• **Source records**:
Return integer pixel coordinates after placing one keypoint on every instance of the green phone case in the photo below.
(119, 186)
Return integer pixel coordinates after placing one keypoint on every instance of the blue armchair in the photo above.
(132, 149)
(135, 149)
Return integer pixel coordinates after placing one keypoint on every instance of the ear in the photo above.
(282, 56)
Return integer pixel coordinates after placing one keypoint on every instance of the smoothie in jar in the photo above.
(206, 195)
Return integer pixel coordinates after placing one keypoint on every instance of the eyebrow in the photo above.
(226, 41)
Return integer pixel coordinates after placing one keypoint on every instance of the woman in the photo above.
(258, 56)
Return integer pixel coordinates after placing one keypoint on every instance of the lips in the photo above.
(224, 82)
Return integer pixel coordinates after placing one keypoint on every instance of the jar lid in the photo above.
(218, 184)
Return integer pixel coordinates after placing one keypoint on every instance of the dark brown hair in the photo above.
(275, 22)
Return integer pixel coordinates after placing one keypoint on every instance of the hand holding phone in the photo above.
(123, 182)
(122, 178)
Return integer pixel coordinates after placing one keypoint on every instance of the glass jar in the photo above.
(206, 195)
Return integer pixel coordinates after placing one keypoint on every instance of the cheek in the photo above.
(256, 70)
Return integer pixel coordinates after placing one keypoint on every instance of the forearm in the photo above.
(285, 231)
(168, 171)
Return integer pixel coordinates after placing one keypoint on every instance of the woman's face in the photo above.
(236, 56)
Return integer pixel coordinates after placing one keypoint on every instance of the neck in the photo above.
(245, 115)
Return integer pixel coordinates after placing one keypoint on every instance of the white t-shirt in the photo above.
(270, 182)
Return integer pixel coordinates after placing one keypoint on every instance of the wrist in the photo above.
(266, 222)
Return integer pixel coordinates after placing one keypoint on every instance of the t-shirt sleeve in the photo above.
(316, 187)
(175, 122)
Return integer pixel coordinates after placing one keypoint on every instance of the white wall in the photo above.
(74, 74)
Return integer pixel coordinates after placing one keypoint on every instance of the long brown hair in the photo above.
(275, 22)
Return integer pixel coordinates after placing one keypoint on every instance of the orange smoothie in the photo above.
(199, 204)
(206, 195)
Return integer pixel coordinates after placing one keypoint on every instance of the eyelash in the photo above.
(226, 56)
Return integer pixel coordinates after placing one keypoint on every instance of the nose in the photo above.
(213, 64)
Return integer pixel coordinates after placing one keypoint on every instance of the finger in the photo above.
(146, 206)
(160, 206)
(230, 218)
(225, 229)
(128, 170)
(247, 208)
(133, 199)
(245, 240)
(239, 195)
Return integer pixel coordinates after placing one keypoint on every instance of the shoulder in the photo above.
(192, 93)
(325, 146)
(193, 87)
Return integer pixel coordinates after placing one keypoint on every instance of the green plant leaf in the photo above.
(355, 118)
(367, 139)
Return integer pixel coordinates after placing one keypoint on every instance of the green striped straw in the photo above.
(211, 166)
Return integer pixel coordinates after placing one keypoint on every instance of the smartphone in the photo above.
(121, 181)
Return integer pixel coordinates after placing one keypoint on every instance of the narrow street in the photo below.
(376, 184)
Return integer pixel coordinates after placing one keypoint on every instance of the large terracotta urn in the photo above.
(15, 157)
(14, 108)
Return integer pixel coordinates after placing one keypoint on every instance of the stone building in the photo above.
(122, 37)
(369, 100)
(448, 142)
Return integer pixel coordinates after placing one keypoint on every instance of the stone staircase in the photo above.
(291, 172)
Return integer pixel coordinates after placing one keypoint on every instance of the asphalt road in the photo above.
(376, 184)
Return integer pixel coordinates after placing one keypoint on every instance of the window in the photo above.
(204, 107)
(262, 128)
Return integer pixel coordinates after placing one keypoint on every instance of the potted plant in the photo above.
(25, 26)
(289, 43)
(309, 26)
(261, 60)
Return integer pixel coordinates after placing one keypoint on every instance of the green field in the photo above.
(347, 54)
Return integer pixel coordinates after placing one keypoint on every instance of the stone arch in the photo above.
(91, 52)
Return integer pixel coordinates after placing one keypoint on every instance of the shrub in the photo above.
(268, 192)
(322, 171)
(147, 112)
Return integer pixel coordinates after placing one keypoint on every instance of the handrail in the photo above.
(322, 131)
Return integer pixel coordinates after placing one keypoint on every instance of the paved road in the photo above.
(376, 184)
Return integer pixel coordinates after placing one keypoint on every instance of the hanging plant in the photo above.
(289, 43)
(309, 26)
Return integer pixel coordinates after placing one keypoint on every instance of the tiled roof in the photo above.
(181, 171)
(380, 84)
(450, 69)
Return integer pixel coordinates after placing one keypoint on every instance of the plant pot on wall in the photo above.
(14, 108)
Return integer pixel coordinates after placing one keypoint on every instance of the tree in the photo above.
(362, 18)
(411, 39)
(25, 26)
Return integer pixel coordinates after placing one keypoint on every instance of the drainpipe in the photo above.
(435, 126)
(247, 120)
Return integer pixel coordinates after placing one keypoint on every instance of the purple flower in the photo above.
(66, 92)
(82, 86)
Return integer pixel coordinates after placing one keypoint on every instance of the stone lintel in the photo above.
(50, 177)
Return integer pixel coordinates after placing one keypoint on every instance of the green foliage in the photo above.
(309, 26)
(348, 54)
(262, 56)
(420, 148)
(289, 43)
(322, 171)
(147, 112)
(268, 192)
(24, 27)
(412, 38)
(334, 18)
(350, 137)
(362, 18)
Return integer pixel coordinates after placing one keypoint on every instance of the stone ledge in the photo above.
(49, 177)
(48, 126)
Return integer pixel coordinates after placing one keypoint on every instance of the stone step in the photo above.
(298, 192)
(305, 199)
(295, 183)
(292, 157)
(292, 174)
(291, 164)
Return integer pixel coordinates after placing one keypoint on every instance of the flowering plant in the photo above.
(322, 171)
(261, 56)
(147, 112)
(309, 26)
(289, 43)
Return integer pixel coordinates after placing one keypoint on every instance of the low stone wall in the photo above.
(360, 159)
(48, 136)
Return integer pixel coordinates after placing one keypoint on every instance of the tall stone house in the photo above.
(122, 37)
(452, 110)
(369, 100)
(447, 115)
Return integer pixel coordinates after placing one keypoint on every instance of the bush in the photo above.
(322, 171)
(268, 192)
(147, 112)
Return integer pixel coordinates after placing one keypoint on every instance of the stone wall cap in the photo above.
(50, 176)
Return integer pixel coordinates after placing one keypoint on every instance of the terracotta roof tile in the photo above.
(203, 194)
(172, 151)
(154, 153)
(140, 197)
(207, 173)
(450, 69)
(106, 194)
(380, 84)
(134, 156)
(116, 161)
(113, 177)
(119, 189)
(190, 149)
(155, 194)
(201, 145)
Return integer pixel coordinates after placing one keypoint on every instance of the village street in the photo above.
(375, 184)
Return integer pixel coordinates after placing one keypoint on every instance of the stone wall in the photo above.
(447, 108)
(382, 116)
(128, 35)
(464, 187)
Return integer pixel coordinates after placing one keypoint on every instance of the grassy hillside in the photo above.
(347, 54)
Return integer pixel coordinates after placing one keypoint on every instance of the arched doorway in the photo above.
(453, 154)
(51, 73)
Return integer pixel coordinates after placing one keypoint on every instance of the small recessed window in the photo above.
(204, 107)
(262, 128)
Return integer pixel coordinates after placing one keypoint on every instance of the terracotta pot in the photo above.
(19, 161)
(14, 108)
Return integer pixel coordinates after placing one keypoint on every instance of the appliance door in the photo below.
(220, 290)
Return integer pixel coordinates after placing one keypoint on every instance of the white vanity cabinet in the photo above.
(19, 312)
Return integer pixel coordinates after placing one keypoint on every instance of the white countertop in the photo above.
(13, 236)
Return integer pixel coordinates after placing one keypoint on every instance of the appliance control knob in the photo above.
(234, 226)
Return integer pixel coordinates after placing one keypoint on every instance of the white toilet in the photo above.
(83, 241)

• **Aim of the task**: Copy out each line above, character for character.

• **Exercise response**:
Return integer pixel coordinates after placing one keypoint on every instance of the green phone case in the photo below.
(119, 186)
Return integer pixel coordinates after placing one keypoint on every instance of the blue armchair in the photo above.
(132, 149)
(135, 149)
Return integer pixel coordinates after placing one keypoint on every instance of the ear in the photo above.
(282, 56)
Return integer pixel coordinates after placing one keypoint on every instance of the smoothie in jar in the photo above.
(206, 195)
Return integer pixel coordinates after placing one keypoint on every instance of the eyebrow in the photo above.
(226, 41)
Return integer pixel coordinates after placing one keypoint on every instance of the woman in the photo above.
(258, 56)
Return integer pixel coordinates after placing one keypoint on every instance of the lips in the photo above.
(224, 82)
Return integer pixel coordinates after placing one keypoint on every instance of the jar lid in the photo above.
(218, 184)
Return integer pixel coordinates after placing one keypoint on every instance of the dark brown hair in the photo above.
(275, 22)
Return integer pixel coordinates after placing one keypoint on every instance of the hand holding phone in the photo above.
(123, 182)
(122, 178)
Return integer pixel coordinates after placing one keypoint on every instance of the glass jar in the photo above.
(206, 195)
Return integer pixel coordinates after placing one keypoint on every instance of the cheek in the photo above.
(256, 70)
Return integer pixel coordinates after placing one keypoint on every instance of the forearm in the photo above.
(285, 231)
(168, 171)
Return integer pixel coordinates after placing one keypoint on every instance of the woman's face in the photo above.
(236, 56)
Return integer pixel coordinates after placing one keypoint on every instance of the neck in the photo above.
(245, 115)
Return integer pixel coordinates after placing one keypoint on every instance of the white t-shirt in the photo above.
(270, 182)
Return integer pixel coordinates after placing one keypoint on every instance of the wrist in the photo above.
(266, 222)
Return integer pixel coordinates after placing one keypoint on every instance of the t-shirt sleeve in the photo above.
(316, 187)
(175, 122)
Return integer pixel coordinates after placing one keypoint on every instance of the white wall in the photo above.
(74, 74)
Return integer pixel coordinates after placing one keypoint on every instance of the long brown hair in the photo above.
(275, 22)
Return integer pixel coordinates after placing one keypoint on every instance of the orange smoothie in the photo above.
(199, 204)
(206, 195)
Return integer pixel coordinates after placing one keypoint on every instance of the eyelash in the photo above.
(226, 56)
Return integer pixel coordinates after placing one keypoint on every instance of the nose in the photo above.
(213, 64)
Return integer pixel coordinates after placing one keypoint on every instance of the finger in the photo above.
(146, 206)
(160, 206)
(230, 218)
(225, 229)
(128, 170)
(247, 208)
(133, 199)
(245, 240)
(239, 195)
Return integer pixel coordinates after placing one keypoint on every instance of the shoulder in the photo above.
(192, 93)
(325, 146)
(193, 87)
Return integer pixel coordinates after placing one keypoint on every instance of the green plant leaf in the photo above.
(355, 118)
(367, 139)
Return integer pixel coordinates after placing one keypoint on every instance of the green striped straw in the photo above.
(211, 166)
Return integer pixel coordinates after placing one keypoint on every instance of the smartphone in the photo above.
(121, 181)
Return integer pixel coordinates after placing one keypoint on every instance of the narrow street in the photo below.
(376, 184)
Return integer pixel coordinates after placing one keypoint on every instance of the large terracotta urn in the photo above.
(15, 157)
(14, 108)
Return integer pixel coordinates after placing one keypoint on every instance of the stone building in the photo above.
(122, 37)
(369, 100)
(448, 142)
Return integer pixel coordinates after placing one keypoint on every instance of the stone staircase in the photo above.
(291, 172)
Return integer pixel coordinates after placing one keypoint on every instance of the asphalt road in the photo above.
(376, 184)
Return integer pixel coordinates after placing one keypoint on every instance of the window in the photo above.
(204, 107)
(262, 128)
Return integer pixel coordinates after placing one keypoint on every instance of the potted plant in the photo above.
(25, 26)
(289, 43)
(309, 26)
(261, 60)
Return integer pixel coordinates after placing one keypoint on every instance of the green field in the photo above.
(347, 54)
Return integer pixel coordinates after placing one keypoint on every instance of the stone arch in the photo above.
(91, 52)
Return integer pixel coordinates after placing one keypoint on every instance of the shrub in the photo above.
(268, 192)
(322, 171)
(147, 112)
Return integer pixel coordinates after placing one keypoint on every instance of the handrail in the photo above.
(322, 131)
Return integer pixel coordinates after placing one keypoint on every instance of the paved road in the photo above.
(376, 184)
Return integer pixel coordinates after placing one keypoint on every instance of the hanging plant in the photo above.
(289, 43)
(309, 26)
Return integer pixel coordinates after placing one keypoint on every instance of the tiled roof in the photo above.
(181, 171)
(380, 84)
(450, 69)
Return integer pixel coordinates after placing one keypoint on every instance of the plant pot on wall in the photo above.
(14, 108)
Return integer pixel coordinates after placing one keypoint on every instance of the tree in the photo above.
(362, 18)
(411, 39)
(25, 26)
Return integer pixel coordinates after placing one keypoint on every instance of the drainpipe in the photo above.
(435, 126)
(247, 120)
Return integer pixel coordinates after placing one keypoint on every instance of the purple flower in the photo above.
(66, 92)
(82, 86)
Return integer pixel coordinates after placing one keypoint on every instance of the stone lintel in the photo above.
(50, 177)
Return integer pixel coordinates after placing one keypoint on every instance of the green foliage in the photo above.
(309, 26)
(348, 54)
(262, 56)
(420, 148)
(289, 43)
(322, 171)
(147, 112)
(268, 192)
(24, 27)
(412, 38)
(334, 18)
(350, 137)
(362, 18)
Return integer pixel coordinates after placing one keypoint on every instance of the stone ledge in the photo above.
(49, 177)
(48, 126)
Return integer pixel coordinates after placing one keypoint on every instance of the stone step in the photo above.
(298, 192)
(305, 199)
(295, 183)
(292, 157)
(292, 174)
(291, 164)
Return integer pixel coordinates after placing one keypoint on every instance of the flowering plant in the photo above.
(322, 171)
(261, 56)
(147, 112)
(309, 26)
(289, 43)
Return integer pixel coordinates after placing one keypoint on every instance of the low stone wall in the photo above.
(360, 159)
(48, 136)
Return integer pixel coordinates after placing one keypoint on every instance of the tall stone house in the photo above.
(122, 37)
(452, 110)
(369, 100)
(447, 115)
Return integer pixel coordinates after placing one keypoint on every instance of the bush in the photo above.
(322, 171)
(268, 192)
(147, 112)
Return integer pixel coordinates after placing one keypoint on every instance of the stone wall cap in the photo above.
(50, 176)
Return integer pixel coordinates after placing one keypoint on every instance of the terracotta roof tile in the photo above.
(203, 194)
(172, 151)
(154, 153)
(140, 197)
(207, 173)
(450, 69)
(106, 194)
(380, 84)
(134, 156)
(116, 161)
(113, 177)
(119, 189)
(190, 149)
(155, 194)
(201, 145)
Return integer pixel coordinates after placing one keypoint on every instance of the village street in the photo above.
(375, 184)
Return integer pixel coordinates after placing one keypoint on every instance of the stone wall in the photo above.
(447, 108)
(382, 116)
(128, 35)
(464, 187)
Return integer pixel coordinates after placing one keypoint on every instance of the grassy hillside in the photo above.
(347, 54)
Return integer pixel coordinates after placing one keypoint on every instance of the arched doorway in the photo above.
(453, 154)
(51, 73)
Return integer pixel coordinates after placing one keypoint on every instance of the small recessed window in the photo above.
(204, 107)
(262, 128)
Return integer pixel coordinates after placing one keypoint on every instance of the terracotta pot in the photo above.
(19, 161)
(14, 108)
Return integer pixel coordinates after placing one keypoint on every instance of the appliance door in the photo below.
(220, 290)
Return integer pixel coordinates after placing one keypoint on every instance of the white vanity cabinet in the photo above.
(19, 312)
Return integer pixel coordinates after placing one keypoint on every instance of the white countertop in the photo above.
(13, 236)
Return integer pixel coordinates after placing one keypoint on every instance of the appliance control knob in the photo above.
(234, 226)
Return integer pixel coordinates after placing one keypoint on every instance of the white toilet in the photo above.
(83, 241)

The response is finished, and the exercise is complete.